- [Entries supplied]:
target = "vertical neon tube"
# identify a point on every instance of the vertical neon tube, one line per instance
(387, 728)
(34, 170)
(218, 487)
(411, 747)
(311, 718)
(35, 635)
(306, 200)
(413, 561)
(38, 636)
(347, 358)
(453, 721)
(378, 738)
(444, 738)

- [Job]:
Rescale the rows above by writing out every line again, requests included. Multiply each x and y coordinate in the answers by 1.75 and round it to a whole number, with halves rounded up.

- [Answer to the task]:
target = "vertical neon tube"
# identify a point on every instance of the vertical neon tube, one line per instance
(677, 1274)
(60, 298)
(382, 852)
(719, 1307)
(544, 1257)
(61, 1111)
(536, 350)
(723, 982)
(67, 1113)
(607, 627)
(793, 1262)
(662, 1292)
(777, 1292)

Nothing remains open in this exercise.